▸ **Challenge**: Reproduce every line of the data between the line holding "point: woman |" and the end of the data, inclusive, shifting each coordinate under "Output:" up by 150. Leave all other lines unchanged.

▸ **Raw data**:
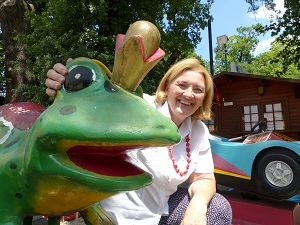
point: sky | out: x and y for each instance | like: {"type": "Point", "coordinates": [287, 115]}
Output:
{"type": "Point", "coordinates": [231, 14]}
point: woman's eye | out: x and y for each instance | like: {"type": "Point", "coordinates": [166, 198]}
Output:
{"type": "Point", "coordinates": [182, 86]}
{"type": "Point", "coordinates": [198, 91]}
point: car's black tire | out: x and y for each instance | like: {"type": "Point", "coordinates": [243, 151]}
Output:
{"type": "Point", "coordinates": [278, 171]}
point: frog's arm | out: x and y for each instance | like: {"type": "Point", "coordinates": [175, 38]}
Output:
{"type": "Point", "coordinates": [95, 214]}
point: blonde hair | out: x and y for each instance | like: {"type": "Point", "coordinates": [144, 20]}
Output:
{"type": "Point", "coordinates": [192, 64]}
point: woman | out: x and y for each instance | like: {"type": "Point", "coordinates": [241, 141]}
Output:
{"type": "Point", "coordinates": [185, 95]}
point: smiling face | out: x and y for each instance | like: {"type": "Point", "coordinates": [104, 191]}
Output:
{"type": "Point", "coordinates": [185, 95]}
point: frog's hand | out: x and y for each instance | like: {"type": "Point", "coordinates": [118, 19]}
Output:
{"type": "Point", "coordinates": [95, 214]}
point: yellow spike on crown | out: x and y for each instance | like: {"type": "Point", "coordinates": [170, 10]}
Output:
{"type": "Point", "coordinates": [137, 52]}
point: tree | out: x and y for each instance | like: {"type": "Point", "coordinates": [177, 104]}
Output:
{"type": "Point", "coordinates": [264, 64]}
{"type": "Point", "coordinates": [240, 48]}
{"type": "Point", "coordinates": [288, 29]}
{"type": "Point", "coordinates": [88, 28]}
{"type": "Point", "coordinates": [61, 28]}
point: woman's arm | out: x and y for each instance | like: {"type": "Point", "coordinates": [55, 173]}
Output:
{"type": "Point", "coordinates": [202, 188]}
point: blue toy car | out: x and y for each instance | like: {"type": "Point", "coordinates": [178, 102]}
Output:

▸ **Answer to the exercise**:
point: woman | out: x and y for each instance | like: {"type": "Point", "coordinates": [241, 141]}
Output:
{"type": "Point", "coordinates": [335, 245]}
point: smiling face | out: x and y for each instance | like: {"type": "Point", "coordinates": [104, 191]}
Output:
{"type": "Point", "coordinates": [335, 245]}
point: frog's hand | out: x and y for each instance | like: {"type": "Point", "coordinates": [118, 19]}
Output:
{"type": "Point", "coordinates": [245, 364]}
point: yellow spike on crown | out: x and y for each instance | like: {"type": "Point", "coordinates": [170, 10]}
Output:
{"type": "Point", "coordinates": [287, 202]}
point: tree | out: x and y for each instance | like: {"type": "Point", "coordinates": [177, 104]}
Output:
{"type": "Point", "coordinates": [414, 214]}
{"type": "Point", "coordinates": [390, 198]}
{"type": "Point", "coordinates": [438, 179]}
{"type": "Point", "coordinates": [238, 178]}
{"type": "Point", "coordinates": [211, 178]}
point: woman's arm | out: x and y for each instance | like: {"type": "Point", "coordinates": [55, 173]}
Output:
{"type": "Point", "coordinates": [352, 338]}
point: blue toy car | out: x and y for each instance | like: {"type": "Point", "coordinates": [178, 102]}
Output:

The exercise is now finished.